#### EXERCISE PROMPT
Your copy should hold the lines below from the first through the one that contains "-- locate the bus shadow", each retyped exactly, and no pictures.

#### EXERCISE MATERIAL
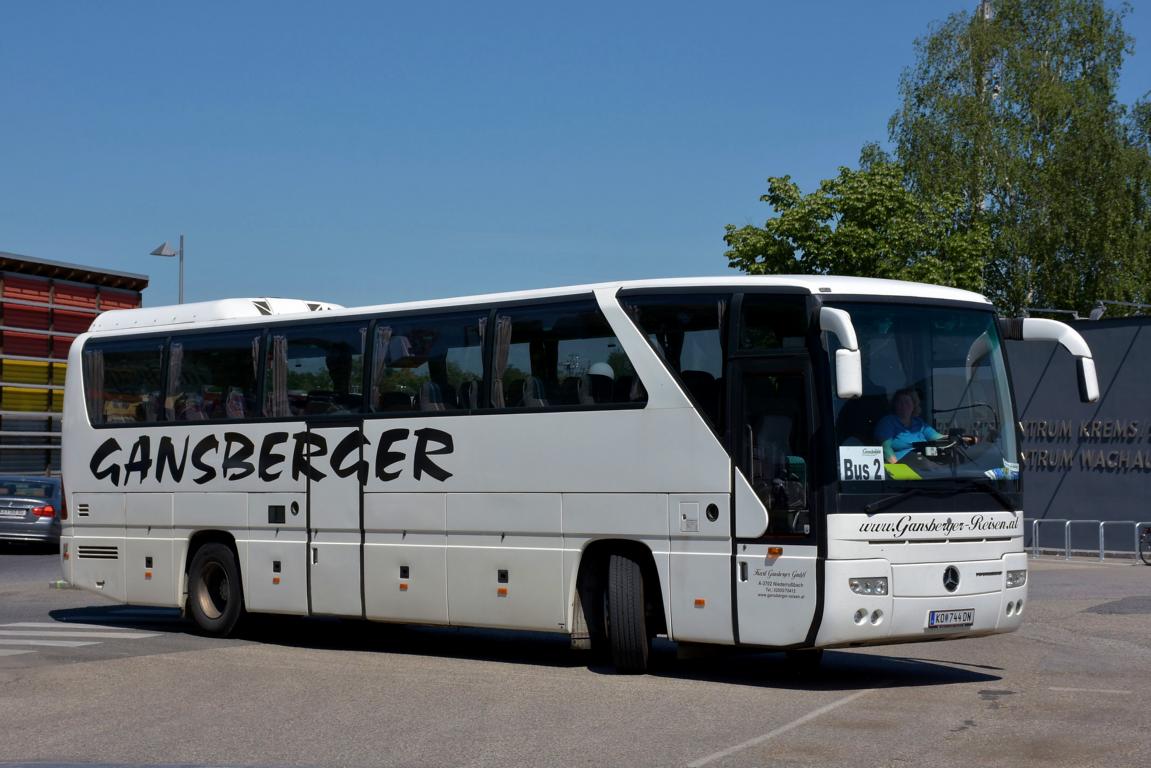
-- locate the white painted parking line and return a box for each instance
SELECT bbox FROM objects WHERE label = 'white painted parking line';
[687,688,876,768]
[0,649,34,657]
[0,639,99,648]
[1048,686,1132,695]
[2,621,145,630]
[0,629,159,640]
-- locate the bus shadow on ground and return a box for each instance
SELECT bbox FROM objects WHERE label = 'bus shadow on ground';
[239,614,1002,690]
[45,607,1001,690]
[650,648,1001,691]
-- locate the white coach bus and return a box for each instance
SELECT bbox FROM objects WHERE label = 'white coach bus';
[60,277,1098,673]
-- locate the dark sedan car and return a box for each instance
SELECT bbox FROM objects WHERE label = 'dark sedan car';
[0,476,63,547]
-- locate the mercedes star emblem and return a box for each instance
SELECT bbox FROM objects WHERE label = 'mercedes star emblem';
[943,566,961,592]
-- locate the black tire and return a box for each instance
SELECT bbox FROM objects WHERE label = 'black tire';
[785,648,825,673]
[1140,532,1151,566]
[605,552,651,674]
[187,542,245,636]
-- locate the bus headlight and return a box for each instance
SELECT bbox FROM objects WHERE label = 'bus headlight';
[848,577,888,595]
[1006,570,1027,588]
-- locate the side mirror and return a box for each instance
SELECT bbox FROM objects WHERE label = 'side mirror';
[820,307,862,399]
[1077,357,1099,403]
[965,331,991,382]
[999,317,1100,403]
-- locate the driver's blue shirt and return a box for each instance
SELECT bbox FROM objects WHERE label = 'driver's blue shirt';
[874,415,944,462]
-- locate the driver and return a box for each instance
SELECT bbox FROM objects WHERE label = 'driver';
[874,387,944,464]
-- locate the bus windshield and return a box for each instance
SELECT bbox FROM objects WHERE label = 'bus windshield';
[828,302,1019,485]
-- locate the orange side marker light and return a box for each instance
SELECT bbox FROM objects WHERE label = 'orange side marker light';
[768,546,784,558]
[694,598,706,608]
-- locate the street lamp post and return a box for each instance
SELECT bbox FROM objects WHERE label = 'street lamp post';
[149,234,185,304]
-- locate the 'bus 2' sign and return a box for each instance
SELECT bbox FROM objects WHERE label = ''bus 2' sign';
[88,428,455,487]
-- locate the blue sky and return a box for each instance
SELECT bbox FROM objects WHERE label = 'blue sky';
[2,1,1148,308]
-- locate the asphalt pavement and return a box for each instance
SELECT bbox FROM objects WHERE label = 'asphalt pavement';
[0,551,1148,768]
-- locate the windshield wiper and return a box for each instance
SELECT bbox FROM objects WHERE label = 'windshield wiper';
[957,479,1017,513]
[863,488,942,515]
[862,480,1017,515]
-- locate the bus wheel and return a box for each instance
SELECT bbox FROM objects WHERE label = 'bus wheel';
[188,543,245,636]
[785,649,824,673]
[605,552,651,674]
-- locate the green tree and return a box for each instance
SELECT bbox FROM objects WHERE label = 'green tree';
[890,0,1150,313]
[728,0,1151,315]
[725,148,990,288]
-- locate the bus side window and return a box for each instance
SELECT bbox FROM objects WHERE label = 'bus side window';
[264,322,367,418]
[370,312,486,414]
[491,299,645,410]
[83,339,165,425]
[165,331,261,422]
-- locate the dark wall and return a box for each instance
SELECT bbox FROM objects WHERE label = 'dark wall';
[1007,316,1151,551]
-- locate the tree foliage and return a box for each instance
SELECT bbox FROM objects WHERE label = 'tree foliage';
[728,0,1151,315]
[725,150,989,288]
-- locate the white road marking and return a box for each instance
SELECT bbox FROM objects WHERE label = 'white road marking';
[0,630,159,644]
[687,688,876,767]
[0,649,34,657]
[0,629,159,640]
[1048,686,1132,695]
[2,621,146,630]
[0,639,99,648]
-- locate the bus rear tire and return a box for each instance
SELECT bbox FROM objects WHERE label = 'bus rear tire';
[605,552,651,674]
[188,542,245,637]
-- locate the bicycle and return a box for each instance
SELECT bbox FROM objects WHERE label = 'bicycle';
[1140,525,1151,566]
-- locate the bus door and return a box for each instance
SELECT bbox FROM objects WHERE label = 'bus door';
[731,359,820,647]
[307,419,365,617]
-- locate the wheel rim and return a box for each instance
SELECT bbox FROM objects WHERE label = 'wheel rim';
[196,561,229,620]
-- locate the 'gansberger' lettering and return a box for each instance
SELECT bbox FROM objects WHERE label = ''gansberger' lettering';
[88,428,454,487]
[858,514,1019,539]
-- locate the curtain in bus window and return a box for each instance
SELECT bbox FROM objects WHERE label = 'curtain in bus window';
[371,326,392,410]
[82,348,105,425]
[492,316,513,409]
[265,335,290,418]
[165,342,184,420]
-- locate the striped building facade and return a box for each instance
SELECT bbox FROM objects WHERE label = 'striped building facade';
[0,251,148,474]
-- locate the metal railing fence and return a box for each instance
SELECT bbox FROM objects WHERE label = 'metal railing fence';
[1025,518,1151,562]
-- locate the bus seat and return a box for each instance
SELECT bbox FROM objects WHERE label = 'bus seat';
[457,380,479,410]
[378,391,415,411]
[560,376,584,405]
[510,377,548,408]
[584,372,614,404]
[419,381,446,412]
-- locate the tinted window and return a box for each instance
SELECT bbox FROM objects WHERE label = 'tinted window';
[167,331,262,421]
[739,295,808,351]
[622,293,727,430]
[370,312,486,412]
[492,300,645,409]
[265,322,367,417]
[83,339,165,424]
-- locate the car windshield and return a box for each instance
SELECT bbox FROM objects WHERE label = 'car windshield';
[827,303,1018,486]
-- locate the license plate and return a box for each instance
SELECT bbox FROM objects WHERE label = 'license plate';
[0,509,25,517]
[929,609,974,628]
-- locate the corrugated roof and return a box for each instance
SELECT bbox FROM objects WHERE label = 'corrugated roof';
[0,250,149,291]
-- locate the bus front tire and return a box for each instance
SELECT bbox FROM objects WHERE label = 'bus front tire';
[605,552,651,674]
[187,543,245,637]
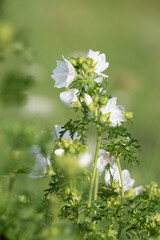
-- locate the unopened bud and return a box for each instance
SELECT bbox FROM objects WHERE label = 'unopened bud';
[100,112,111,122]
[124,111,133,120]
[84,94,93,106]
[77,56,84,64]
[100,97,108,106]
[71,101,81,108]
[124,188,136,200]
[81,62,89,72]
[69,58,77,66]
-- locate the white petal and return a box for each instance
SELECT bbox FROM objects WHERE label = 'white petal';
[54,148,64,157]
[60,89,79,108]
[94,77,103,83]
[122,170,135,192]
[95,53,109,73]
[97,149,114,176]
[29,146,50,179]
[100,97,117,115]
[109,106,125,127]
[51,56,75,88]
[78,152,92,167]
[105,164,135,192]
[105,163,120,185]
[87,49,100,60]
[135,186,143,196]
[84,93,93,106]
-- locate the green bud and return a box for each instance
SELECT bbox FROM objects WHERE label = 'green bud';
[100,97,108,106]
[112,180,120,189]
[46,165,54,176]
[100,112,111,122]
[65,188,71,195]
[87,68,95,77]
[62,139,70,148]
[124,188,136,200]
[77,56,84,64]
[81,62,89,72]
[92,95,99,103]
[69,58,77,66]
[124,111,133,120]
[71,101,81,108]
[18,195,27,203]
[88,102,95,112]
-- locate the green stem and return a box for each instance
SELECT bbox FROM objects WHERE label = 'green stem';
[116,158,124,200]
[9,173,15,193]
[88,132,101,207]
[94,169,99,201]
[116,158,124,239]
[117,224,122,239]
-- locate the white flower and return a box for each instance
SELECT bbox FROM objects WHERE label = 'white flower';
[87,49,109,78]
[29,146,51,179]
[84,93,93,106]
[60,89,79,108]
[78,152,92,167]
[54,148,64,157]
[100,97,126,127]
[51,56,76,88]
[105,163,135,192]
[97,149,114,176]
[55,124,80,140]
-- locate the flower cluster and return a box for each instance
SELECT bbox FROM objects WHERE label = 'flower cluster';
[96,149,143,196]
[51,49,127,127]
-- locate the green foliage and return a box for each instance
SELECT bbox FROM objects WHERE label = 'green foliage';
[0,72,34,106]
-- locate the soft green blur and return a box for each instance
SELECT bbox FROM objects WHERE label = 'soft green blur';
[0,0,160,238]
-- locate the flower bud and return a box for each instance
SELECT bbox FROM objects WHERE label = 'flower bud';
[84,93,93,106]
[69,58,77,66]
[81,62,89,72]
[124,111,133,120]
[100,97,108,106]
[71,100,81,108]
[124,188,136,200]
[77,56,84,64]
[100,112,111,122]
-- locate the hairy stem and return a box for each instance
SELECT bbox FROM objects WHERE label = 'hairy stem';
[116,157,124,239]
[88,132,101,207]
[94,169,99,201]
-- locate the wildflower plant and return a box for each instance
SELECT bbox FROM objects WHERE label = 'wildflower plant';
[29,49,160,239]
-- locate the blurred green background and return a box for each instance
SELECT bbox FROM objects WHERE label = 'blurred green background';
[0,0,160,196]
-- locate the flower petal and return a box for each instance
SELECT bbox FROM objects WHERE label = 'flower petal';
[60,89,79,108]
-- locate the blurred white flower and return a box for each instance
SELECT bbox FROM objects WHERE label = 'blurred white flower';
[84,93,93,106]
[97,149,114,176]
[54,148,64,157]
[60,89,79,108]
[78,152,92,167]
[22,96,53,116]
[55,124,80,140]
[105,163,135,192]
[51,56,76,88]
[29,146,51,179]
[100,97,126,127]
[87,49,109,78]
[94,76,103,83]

#### ANSWER
-- locate the white painted parking line and return a box for each instance
SELECT bbox FROM objects WHERE label = 'white painted parking line';
[687,688,876,768]
[0,649,34,657]
[0,639,99,648]
[1048,686,1132,695]
[2,621,145,630]
[0,629,159,640]
-- locate the bus shadow on ground and return a box for each instance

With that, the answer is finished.